Data to process.
::::
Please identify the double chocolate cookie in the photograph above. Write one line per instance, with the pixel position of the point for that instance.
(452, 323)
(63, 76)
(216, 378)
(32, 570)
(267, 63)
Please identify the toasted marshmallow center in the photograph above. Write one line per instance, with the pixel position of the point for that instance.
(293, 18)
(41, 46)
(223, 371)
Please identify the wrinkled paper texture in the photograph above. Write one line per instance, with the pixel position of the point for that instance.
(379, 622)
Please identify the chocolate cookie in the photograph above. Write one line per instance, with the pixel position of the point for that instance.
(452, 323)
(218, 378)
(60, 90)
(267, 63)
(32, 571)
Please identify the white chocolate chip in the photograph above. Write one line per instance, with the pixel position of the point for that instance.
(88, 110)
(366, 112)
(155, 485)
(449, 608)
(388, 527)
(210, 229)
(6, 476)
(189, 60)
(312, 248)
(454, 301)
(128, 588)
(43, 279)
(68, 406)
::::
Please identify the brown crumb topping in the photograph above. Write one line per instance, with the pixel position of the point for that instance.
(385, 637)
::::
What this task involves.
Please report how many lines of the listing contain the string "identify", counting only matches with the same capitalization. Give the number alone.

Output below.
6